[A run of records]
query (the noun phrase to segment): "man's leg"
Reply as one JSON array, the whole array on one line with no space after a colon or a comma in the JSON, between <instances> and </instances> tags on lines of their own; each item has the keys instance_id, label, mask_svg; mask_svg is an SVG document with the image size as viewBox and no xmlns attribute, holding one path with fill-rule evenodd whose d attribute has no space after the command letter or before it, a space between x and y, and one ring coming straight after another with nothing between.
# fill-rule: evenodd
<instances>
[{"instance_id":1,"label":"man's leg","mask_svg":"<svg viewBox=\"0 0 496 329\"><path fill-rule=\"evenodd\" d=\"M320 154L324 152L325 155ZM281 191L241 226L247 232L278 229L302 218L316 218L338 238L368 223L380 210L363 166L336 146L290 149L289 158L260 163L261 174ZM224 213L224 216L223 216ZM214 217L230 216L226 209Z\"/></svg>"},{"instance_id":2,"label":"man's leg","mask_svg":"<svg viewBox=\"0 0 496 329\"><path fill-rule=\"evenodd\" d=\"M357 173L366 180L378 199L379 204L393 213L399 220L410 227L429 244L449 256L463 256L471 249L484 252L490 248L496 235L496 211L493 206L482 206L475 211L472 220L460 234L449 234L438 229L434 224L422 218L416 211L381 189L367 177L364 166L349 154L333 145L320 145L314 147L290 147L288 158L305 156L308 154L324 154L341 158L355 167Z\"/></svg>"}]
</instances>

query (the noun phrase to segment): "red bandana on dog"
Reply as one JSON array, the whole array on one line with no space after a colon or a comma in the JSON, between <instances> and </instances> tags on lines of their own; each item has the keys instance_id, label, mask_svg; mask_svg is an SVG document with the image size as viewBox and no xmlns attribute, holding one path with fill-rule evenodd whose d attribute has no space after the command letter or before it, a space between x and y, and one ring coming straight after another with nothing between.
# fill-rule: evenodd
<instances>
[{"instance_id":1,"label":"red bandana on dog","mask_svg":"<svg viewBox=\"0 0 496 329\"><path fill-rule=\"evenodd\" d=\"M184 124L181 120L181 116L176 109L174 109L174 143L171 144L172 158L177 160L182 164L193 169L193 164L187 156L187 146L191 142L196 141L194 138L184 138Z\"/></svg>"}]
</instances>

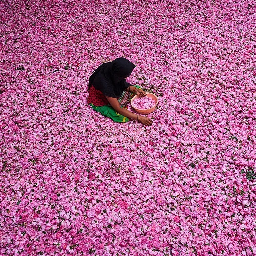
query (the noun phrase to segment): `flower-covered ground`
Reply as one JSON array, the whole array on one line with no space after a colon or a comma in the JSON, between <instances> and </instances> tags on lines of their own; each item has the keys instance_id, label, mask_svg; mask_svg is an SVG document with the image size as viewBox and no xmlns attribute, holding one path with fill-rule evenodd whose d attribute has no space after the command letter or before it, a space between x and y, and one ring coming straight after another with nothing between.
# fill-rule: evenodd
<instances>
[{"instance_id":1,"label":"flower-covered ground","mask_svg":"<svg viewBox=\"0 0 256 256\"><path fill-rule=\"evenodd\" d=\"M256 254L254 1L0 10L1 256ZM87 105L119 57L151 127Z\"/></svg>"}]
</instances>

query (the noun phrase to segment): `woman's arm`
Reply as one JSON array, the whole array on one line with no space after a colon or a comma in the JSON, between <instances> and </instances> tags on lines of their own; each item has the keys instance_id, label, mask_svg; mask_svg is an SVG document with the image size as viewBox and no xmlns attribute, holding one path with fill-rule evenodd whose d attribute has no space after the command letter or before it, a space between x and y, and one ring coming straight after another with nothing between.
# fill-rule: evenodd
<instances>
[{"instance_id":1,"label":"woman's arm","mask_svg":"<svg viewBox=\"0 0 256 256\"><path fill-rule=\"evenodd\" d=\"M135 86L130 85L126 89L126 91L131 93L136 93L139 97L144 97L147 95L147 94L141 89L138 89Z\"/></svg>"},{"instance_id":2,"label":"woman's arm","mask_svg":"<svg viewBox=\"0 0 256 256\"><path fill-rule=\"evenodd\" d=\"M153 122L147 117L133 114L129 110L127 110L127 109L121 108L116 98L108 97L107 96L106 97L113 108L120 115L126 116L128 118L134 119L137 119L138 118L139 121L147 126L151 125L153 123Z\"/></svg>"}]
</instances>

--- Task instructions ---
List every line of the records that contains the string "query".

--- Finished exercise ---
query (the noun phrase to segment): "man's leg"
query (the noun phrase to segment): "red bandana on dog"
query (the noun phrase to segment): `flower-covered ground`
query (the noun phrase to segment): `woman's arm`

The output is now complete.